TEXT EXCERPT:
──────────────────────────────
'License to discriminate' bill in GA to be vetoed

Georgia Governor Nathan Deal has said that he will veto Georgia’s House Bill 757, which would have allowed any person or faith-based organization (including nonprofits, charities, schools, universities, and hospitals) to cite “religious beliefs” as justification to discriminate against others, including LGBT Georgians. House Bill 757 was quickly passed without warning on March 17.

“No one should face discrimination because of who they are or who they love,” said GLAAD President & CEO Sarah Kate Ellis. “Today, Governor Deal stood on the right side of history and sent a clear message to the nation that hate is not a value of the Peach State. Other legislators must now take notice that corporate America, Hollywood, and everyday citizens demand acceptance and won’t tolerate writing discrimination into law.”
──────────────────────────────
RECORD SET:

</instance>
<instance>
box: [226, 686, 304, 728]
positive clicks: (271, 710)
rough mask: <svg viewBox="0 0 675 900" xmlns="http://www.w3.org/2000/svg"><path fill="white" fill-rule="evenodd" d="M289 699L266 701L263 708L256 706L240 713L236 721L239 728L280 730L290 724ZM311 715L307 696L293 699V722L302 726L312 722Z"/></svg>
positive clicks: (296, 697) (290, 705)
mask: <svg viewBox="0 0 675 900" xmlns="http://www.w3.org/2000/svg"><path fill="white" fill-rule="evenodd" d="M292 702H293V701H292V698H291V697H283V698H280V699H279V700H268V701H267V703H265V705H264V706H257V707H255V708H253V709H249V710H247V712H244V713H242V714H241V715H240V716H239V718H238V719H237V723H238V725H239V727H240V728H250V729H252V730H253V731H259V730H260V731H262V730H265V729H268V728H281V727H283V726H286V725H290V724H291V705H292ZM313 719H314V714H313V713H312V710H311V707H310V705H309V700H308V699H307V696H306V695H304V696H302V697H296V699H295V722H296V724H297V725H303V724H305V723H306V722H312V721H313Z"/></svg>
──────────────────────────────
TASKS:
**1)** In the news item about Georgia's House Bill 757, on what date was the bill passed?
**2)** Continue the news item about Georgia's House Bill 757 from its last sentence.

RESULTS IN ORDER:
**1)** March 17

**2)**
The Atlanta Journal Constitution reports:

The measure “doesn’t reflect the character of our state or the character of its people,” the governor said Monday in prepared remarks. He said state legislators should leave freedom of religion and freedom of speech to the U.S. Constitution.

“Their efforts to purge this bill of any possibility that it would allow or encourage discrimination illustrates how difficult it is to legislate something that is best left to the broad protections of the First Amendment,” he said.

The two-term Republican has been besieged by all sides over the controversial measure, and his office has received thousands of emails and hundreds of calls on the debate. The tension was amplified by a steady stream of corporate titans who urged him to veto the bill – and threatened to pull investments from Georgia if it became law.

Thousands of people signed GLAAD’s petition, calling on Governor Deal to veto the bill.

Strong backlash to the bill came from LGBT leaders, and the business community, including Georgia’s growing entertainment industry. The NFL warned that Atlanta may not get a future Super Bowl bid if the bill was signed into law. Salesforce CEO, Marc Benioff warned that Salesforce will have to consider relocation if the bill was signed into law.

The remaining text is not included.